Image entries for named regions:
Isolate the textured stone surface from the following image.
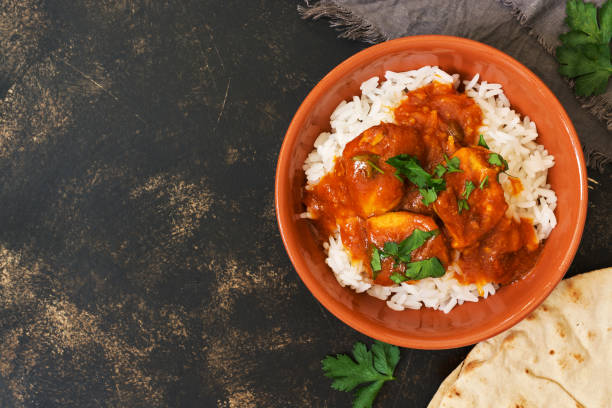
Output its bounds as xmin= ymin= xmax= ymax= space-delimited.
xmin=0 ymin=0 xmax=612 ymax=407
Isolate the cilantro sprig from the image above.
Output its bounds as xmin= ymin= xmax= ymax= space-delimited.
xmin=387 ymin=154 xmax=446 ymax=205
xmin=321 ymin=340 xmax=400 ymax=408
xmin=370 ymin=229 xmax=445 ymax=283
xmin=478 ymin=135 xmax=490 ymax=150
xmin=556 ymin=0 xmax=612 ymax=96
xmin=478 ymin=176 xmax=489 ymax=190
xmin=389 ymin=256 xmax=445 ymax=283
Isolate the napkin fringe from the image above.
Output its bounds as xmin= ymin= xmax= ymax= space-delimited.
xmin=298 ymin=0 xmax=388 ymax=44
xmin=297 ymin=0 xmax=612 ymax=172
xmin=502 ymin=0 xmax=612 ymax=172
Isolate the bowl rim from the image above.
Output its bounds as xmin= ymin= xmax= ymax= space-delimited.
xmin=274 ymin=35 xmax=588 ymax=350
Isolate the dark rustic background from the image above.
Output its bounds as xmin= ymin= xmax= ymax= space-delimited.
xmin=0 ymin=0 xmax=612 ymax=407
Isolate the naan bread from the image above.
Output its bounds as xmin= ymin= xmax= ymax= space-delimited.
xmin=428 ymin=268 xmax=612 ymax=408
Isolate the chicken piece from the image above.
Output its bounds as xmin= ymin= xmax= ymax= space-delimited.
xmin=398 ymin=188 xmax=434 ymax=215
xmin=366 ymin=211 xmax=449 ymax=285
xmin=434 ymin=146 xmax=508 ymax=248
xmin=341 ymin=123 xmax=423 ymax=218
xmin=459 ymin=217 xmax=539 ymax=285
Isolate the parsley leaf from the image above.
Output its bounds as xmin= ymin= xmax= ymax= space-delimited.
xmin=457 ymin=198 xmax=470 ymax=214
xmin=419 ymin=187 xmax=438 ymax=205
xmin=462 ymin=180 xmax=476 ymax=200
xmin=398 ymin=229 xmax=440 ymax=262
xmin=378 ymin=229 xmax=440 ymax=283
xmin=478 ymin=176 xmax=489 ymax=190
xmin=556 ymin=0 xmax=612 ymax=96
xmin=383 ymin=241 xmax=398 ymax=256
xmin=434 ymin=164 xmax=446 ymax=178
xmin=387 ymin=154 xmax=446 ymax=205
xmin=321 ymin=340 xmax=400 ymax=408
xmin=488 ymin=153 xmax=508 ymax=171
xmin=406 ymin=257 xmax=445 ymax=280
xmin=478 ymin=135 xmax=489 ymax=149
xmin=444 ymin=155 xmax=463 ymax=173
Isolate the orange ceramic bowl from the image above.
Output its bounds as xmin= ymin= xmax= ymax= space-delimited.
xmin=275 ymin=36 xmax=587 ymax=349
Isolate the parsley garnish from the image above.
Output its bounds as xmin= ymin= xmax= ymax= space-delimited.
xmin=387 ymin=154 xmax=446 ymax=205
xmin=419 ymin=188 xmax=438 ymax=205
xmin=478 ymin=176 xmax=489 ymax=190
xmin=478 ymin=135 xmax=489 ymax=149
xmin=462 ymin=180 xmax=476 ymax=200
xmin=370 ymin=229 xmax=444 ymax=283
xmin=556 ymin=0 xmax=612 ymax=96
xmin=434 ymin=164 xmax=446 ymax=178
xmin=321 ymin=340 xmax=400 ymax=408
xmin=444 ymin=155 xmax=463 ymax=173
xmin=390 ymin=256 xmax=445 ymax=283
xmin=457 ymin=198 xmax=470 ymax=214
xmin=489 ymin=153 xmax=508 ymax=171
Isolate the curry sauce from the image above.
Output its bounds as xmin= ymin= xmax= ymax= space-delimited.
xmin=303 ymin=82 xmax=540 ymax=285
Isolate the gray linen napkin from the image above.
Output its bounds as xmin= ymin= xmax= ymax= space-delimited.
xmin=298 ymin=0 xmax=612 ymax=171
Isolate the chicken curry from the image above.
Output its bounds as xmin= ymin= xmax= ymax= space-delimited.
xmin=304 ymin=82 xmax=540 ymax=285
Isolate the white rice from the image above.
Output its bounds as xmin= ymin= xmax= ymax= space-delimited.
xmin=301 ymin=66 xmax=557 ymax=313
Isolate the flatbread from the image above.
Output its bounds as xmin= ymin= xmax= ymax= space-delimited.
xmin=428 ymin=268 xmax=612 ymax=408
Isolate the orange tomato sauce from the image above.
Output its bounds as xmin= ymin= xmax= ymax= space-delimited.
xmin=303 ymin=83 xmax=540 ymax=285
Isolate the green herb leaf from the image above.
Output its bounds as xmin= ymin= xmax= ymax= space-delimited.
xmin=434 ymin=164 xmax=446 ymax=178
xmin=478 ymin=176 xmax=489 ymax=190
xmin=406 ymin=257 xmax=445 ymax=280
xmin=444 ymin=155 xmax=463 ymax=173
xmin=398 ymin=229 xmax=440 ymax=257
xmin=419 ymin=188 xmax=438 ymax=205
xmin=457 ymin=198 xmax=470 ymax=214
xmin=367 ymin=160 xmax=385 ymax=174
xmin=488 ymin=153 xmax=508 ymax=171
xmin=556 ymin=0 xmax=612 ymax=96
xmin=370 ymin=246 xmax=382 ymax=279
xmin=321 ymin=341 xmax=400 ymax=408
xmin=383 ymin=241 xmax=397 ymax=256
xmin=387 ymin=154 xmax=446 ymax=205
xmin=478 ymin=135 xmax=489 ymax=149
xmin=462 ymin=180 xmax=476 ymax=200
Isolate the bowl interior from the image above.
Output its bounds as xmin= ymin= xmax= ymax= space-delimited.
xmin=276 ymin=36 xmax=586 ymax=349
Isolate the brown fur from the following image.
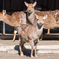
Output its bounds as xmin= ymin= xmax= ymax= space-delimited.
xmin=17 ymin=17 xmax=44 ymax=57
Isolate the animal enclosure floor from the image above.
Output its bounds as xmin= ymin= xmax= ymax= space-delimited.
xmin=0 ymin=39 xmax=59 ymax=46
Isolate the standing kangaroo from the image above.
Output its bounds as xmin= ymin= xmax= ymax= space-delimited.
xmin=13 ymin=2 xmax=36 ymax=41
xmin=17 ymin=16 xmax=45 ymax=57
xmin=24 ymin=2 xmax=37 ymax=25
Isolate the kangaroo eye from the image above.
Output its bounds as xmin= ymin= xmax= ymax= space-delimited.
xmin=37 ymin=19 xmax=39 ymax=21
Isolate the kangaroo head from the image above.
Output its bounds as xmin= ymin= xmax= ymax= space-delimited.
xmin=24 ymin=2 xmax=37 ymax=13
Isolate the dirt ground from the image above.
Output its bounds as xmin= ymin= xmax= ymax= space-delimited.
xmin=0 ymin=39 xmax=59 ymax=59
xmin=0 ymin=52 xmax=59 ymax=59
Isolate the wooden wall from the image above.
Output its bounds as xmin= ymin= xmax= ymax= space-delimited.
xmin=0 ymin=0 xmax=59 ymax=11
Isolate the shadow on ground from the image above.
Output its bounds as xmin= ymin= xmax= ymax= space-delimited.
xmin=14 ymin=45 xmax=35 ymax=57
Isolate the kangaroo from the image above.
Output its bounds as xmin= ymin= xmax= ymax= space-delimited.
xmin=24 ymin=2 xmax=37 ymax=25
xmin=35 ymin=10 xmax=59 ymax=34
xmin=17 ymin=16 xmax=45 ymax=57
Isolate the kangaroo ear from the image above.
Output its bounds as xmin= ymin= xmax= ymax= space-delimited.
xmin=54 ymin=12 xmax=59 ymax=17
xmin=43 ymin=15 xmax=48 ymax=20
xmin=3 ymin=10 xmax=6 ymax=16
xmin=33 ymin=1 xmax=37 ymax=7
xmin=35 ymin=14 xmax=38 ymax=19
xmin=24 ymin=2 xmax=28 ymax=7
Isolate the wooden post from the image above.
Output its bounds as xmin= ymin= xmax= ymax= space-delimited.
xmin=30 ymin=0 xmax=33 ymax=3
xmin=3 ymin=0 xmax=5 ymax=34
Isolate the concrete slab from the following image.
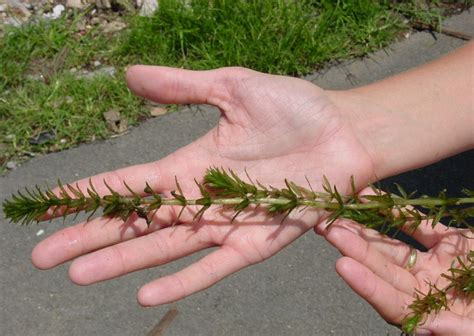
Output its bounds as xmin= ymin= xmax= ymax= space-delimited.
xmin=0 ymin=12 xmax=474 ymax=336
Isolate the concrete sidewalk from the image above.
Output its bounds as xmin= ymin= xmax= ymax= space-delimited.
xmin=0 ymin=11 xmax=474 ymax=336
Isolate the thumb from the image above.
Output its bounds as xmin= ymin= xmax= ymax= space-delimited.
xmin=126 ymin=65 xmax=253 ymax=109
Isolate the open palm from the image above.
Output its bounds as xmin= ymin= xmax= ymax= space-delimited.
xmin=33 ymin=66 xmax=373 ymax=305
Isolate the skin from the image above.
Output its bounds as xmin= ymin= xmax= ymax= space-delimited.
xmin=32 ymin=40 xmax=474 ymax=332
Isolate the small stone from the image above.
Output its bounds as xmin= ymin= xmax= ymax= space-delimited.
xmin=66 ymin=0 xmax=85 ymax=9
xmin=95 ymin=0 xmax=112 ymax=9
xmin=91 ymin=17 xmax=103 ymax=25
xmin=150 ymin=107 xmax=168 ymax=117
xmin=6 ymin=161 xmax=18 ymax=170
xmin=103 ymin=21 xmax=127 ymax=33
xmin=5 ymin=134 xmax=16 ymax=142
xmin=140 ymin=0 xmax=158 ymax=16
xmin=103 ymin=110 xmax=128 ymax=134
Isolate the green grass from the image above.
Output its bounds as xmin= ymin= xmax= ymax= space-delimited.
xmin=0 ymin=0 xmax=452 ymax=166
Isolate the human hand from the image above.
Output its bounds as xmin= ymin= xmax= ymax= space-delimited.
xmin=315 ymin=198 xmax=474 ymax=335
xmin=32 ymin=66 xmax=374 ymax=306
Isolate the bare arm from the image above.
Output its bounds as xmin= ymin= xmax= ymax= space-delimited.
xmin=328 ymin=43 xmax=474 ymax=179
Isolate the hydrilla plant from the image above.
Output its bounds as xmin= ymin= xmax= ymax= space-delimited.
xmin=3 ymin=168 xmax=474 ymax=334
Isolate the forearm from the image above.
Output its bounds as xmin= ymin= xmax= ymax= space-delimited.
xmin=328 ymin=43 xmax=474 ymax=179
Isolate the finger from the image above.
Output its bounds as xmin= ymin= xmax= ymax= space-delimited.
xmin=69 ymin=225 xmax=213 ymax=285
xmin=138 ymin=246 xmax=249 ymax=306
xmin=318 ymin=226 xmax=417 ymax=294
xmin=31 ymin=207 xmax=175 ymax=269
xmin=315 ymin=220 xmax=431 ymax=274
xmin=126 ymin=65 xmax=252 ymax=110
xmin=416 ymin=311 xmax=474 ymax=336
xmin=336 ymin=257 xmax=413 ymax=324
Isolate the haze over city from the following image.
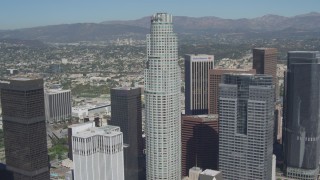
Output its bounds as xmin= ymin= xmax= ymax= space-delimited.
xmin=0 ymin=0 xmax=320 ymax=30
xmin=0 ymin=0 xmax=320 ymax=180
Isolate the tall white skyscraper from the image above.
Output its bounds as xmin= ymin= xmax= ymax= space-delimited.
xmin=72 ymin=126 xmax=124 ymax=180
xmin=145 ymin=13 xmax=181 ymax=180
xmin=44 ymin=89 xmax=72 ymax=123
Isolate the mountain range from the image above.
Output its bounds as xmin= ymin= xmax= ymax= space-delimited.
xmin=0 ymin=12 xmax=320 ymax=43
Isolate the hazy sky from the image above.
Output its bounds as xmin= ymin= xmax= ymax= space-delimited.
xmin=0 ymin=0 xmax=320 ymax=29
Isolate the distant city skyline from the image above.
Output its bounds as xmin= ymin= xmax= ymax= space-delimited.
xmin=0 ymin=0 xmax=320 ymax=30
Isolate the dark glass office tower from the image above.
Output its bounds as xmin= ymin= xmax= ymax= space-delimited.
xmin=283 ymin=51 xmax=320 ymax=180
xmin=0 ymin=78 xmax=50 ymax=180
xmin=184 ymin=54 xmax=214 ymax=115
xmin=252 ymin=48 xmax=279 ymax=98
xmin=110 ymin=87 xmax=146 ymax=180
xmin=219 ymin=74 xmax=274 ymax=180
xmin=181 ymin=115 xmax=219 ymax=177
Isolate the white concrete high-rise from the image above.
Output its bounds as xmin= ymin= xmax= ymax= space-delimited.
xmin=145 ymin=13 xmax=181 ymax=180
xmin=72 ymin=126 xmax=124 ymax=180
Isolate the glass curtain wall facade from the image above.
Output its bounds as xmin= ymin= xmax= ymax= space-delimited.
xmin=219 ymin=74 xmax=274 ymax=180
xmin=0 ymin=78 xmax=50 ymax=180
xmin=283 ymin=51 xmax=320 ymax=180
xmin=184 ymin=54 xmax=214 ymax=115
xmin=145 ymin=13 xmax=181 ymax=180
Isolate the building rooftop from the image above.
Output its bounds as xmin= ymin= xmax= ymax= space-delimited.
xmin=112 ymin=86 xmax=140 ymax=90
xmin=200 ymin=169 xmax=221 ymax=176
xmin=45 ymin=89 xmax=71 ymax=94
xmin=72 ymin=125 xmax=122 ymax=138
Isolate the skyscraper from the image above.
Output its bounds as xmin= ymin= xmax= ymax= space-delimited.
xmin=219 ymin=74 xmax=274 ymax=180
xmin=72 ymin=126 xmax=124 ymax=180
xmin=283 ymin=51 xmax=320 ymax=180
xmin=184 ymin=54 xmax=214 ymax=115
xmin=110 ymin=87 xmax=146 ymax=180
xmin=145 ymin=13 xmax=181 ymax=180
xmin=208 ymin=69 xmax=256 ymax=114
xmin=181 ymin=115 xmax=219 ymax=176
xmin=44 ymin=90 xmax=72 ymax=123
xmin=0 ymin=78 xmax=50 ymax=180
xmin=252 ymin=48 xmax=279 ymax=98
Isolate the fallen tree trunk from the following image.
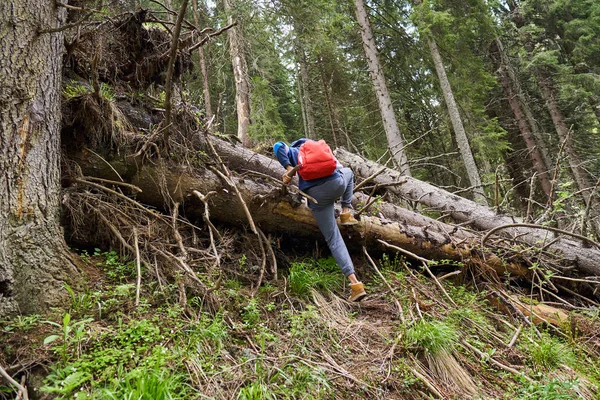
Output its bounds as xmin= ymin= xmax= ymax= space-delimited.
xmin=70 ymin=148 xmax=528 ymax=276
xmin=335 ymin=149 xmax=600 ymax=276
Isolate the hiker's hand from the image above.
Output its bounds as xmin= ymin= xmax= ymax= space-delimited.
xmin=281 ymin=172 xmax=292 ymax=185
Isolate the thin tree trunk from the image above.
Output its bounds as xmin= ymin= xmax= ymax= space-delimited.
xmin=536 ymin=69 xmax=594 ymax=204
xmin=427 ymin=38 xmax=487 ymax=204
xmin=332 ymin=149 xmax=600 ymax=274
xmin=495 ymin=38 xmax=552 ymax=199
xmin=298 ymin=44 xmax=317 ymax=139
xmin=165 ymin=0 xmax=188 ymax=133
xmin=354 ymin=0 xmax=411 ymax=176
xmin=0 ymin=0 xmax=77 ymax=315
xmin=296 ymin=68 xmax=313 ymax=139
xmin=194 ymin=0 xmax=213 ymax=121
xmin=223 ymin=0 xmax=251 ymax=147
xmin=319 ymin=61 xmax=339 ymax=149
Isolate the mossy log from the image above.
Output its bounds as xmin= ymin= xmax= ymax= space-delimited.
xmin=70 ymin=151 xmax=527 ymax=275
xmin=335 ymin=149 xmax=600 ymax=277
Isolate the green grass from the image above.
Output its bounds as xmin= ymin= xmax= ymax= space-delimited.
xmin=513 ymin=378 xmax=580 ymax=400
xmin=528 ymin=334 xmax=575 ymax=370
xmin=288 ymin=258 xmax=344 ymax=297
xmin=406 ymin=321 xmax=458 ymax=355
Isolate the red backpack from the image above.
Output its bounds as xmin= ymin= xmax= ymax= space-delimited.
xmin=298 ymin=140 xmax=337 ymax=181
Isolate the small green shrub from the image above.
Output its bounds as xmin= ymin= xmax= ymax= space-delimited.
xmin=94 ymin=249 xmax=137 ymax=283
xmin=0 ymin=314 xmax=40 ymax=332
xmin=528 ymin=335 xmax=575 ymax=370
xmin=406 ymin=321 xmax=458 ymax=355
xmin=516 ymin=378 xmax=579 ymax=400
xmin=237 ymin=382 xmax=275 ymax=400
xmin=289 ymin=259 xmax=342 ymax=297
xmin=63 ymin=81 xmax=89 ymax=101
xmin=102 ymin=368 xmax=194 ymax=400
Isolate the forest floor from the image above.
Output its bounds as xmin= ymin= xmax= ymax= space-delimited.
xmin=0 ymin=249 xmax=600 ymax=399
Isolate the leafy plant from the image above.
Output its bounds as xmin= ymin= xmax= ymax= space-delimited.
xmin=63 ymin=81 xmax=89 ymax=101
xmin=289 ymin=261 xmax=341 ymax=297
xmin=528 ymin=335 xmax=575 ymax=370
xmin=237 ymin=382 xmax=275 ymax=400
xmin=516 ymin=378 xmax=579 ymax=400
xmin=242 ymin=298 xmax=260 ymax=326
xmin=43 ymin=313 xmax=93 ymax=363
xmin=94 ymin=249 xmax=136 ymax=282
xmin=3 ymin=314 xmax=40 ymax=332
xmin=102 ymin=369 xmax=193 ymax=400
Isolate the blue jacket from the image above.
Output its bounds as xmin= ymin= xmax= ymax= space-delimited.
xmin=273 ymin=138 xmax=341 ymax=191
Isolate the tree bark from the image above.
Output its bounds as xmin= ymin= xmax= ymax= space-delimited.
xmin=194 ymin=0 xmax=213 ymax=121
xmin=427 ymin=38 xmax=487 ymax=204
xmin=70 ymin=147 xmax=528 ymax=276
xmin=334 ymin=149 xmax=600 ymax=275
xmin=536 ymin=68 xmax=594 ymax=204
xmin=495 ymin=38 xmax=552 ymax=199
xmin=319 ymin=61 xmax=339 ymax=149
xmin=0 ymin=0 xmax=77 ymax=315
xmin=354 ymin=0 xmax=411 ymax=176
xmin=223 ymin=0 xmax=251 ymax=147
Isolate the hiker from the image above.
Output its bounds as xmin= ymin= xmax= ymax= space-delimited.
xmin=273 ymin=139 xmax=366 ymax=301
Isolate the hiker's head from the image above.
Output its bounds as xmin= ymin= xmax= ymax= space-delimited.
xmin=273 ymin=142 xmax=285 ymax=155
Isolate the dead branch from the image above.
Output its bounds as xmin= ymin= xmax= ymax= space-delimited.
xmin=193 ymin=190 xmax=222 ymax=267
xmin=164 ymin=0 xmax=188 ymax=133
xmin=38 ymin=12 xmax=94 ymax=35
xmin=133 ymin=228 xmax=142 ymax=307
xmin=363 ymin=246 xmax=405 ymax=323
xmin=460 ymin=340 xmax=534 ymax=382
xmin=252 ymin=228 xmax=267 ymax=297
xmin=82 ymin=176 xmax=142 ymax=193
xmin=481 ymin=223 xmax=600 ymax=249
xmin=0 ymin=366 xmax=29 ymax=400
xmin=244 ymin=171 xmax=319 ymax=204
xmin=187 ymin=20 xmax=238 ymax=53
xmin=377 ymin=239 xmax=456 ymax=307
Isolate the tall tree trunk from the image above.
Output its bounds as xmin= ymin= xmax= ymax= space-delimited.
xmin=194 ymin=0 xmax=213 ymax=121
xmin=319 ymin=57 xmax=339 ymax=149
xmin=223 ymin=0 xmax=251 ymax=147
xmin=0 ymin=0 xmax=76 ymax=315
xmin=297 ymin=40 xmax=317 ymax=139
xmin=495 ymin=38 xmax=552 ymax=199
xmin=536 ymin=68 xmax=594 ymax=204
xmin=354 ymin=0 xmax=411 ymax=176
xmin=427 ymin=38 xmax=487 ymax=204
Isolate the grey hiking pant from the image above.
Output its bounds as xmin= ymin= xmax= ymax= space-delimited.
xmin=306 ymin=168 xmax=354 ymax=276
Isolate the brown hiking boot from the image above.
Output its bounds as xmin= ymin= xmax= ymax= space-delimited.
xmin=348 ymin=282 xmax=367 ymax=302
xmin=340 ymin=212 xmax=358 ymax=225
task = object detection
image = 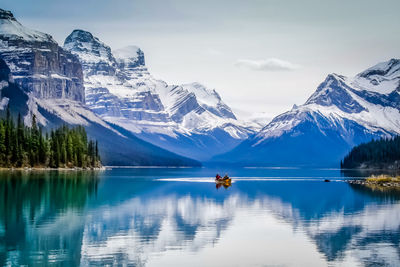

-- WHAT YOU NEED TO DO --
Repeat the data verbatim, from the line containing "Isolate the hiker's hand" up to and including the line containing "xmin=281 ymin=172 xmax=292 ymax=185".

-- RESULT --
Isolate the hiker's hand from the image above.
Output its bounds as xmin= ymin= xmax= ymax= space-delimited.
xmin=281 ymin=172 xmax=292 ymax=185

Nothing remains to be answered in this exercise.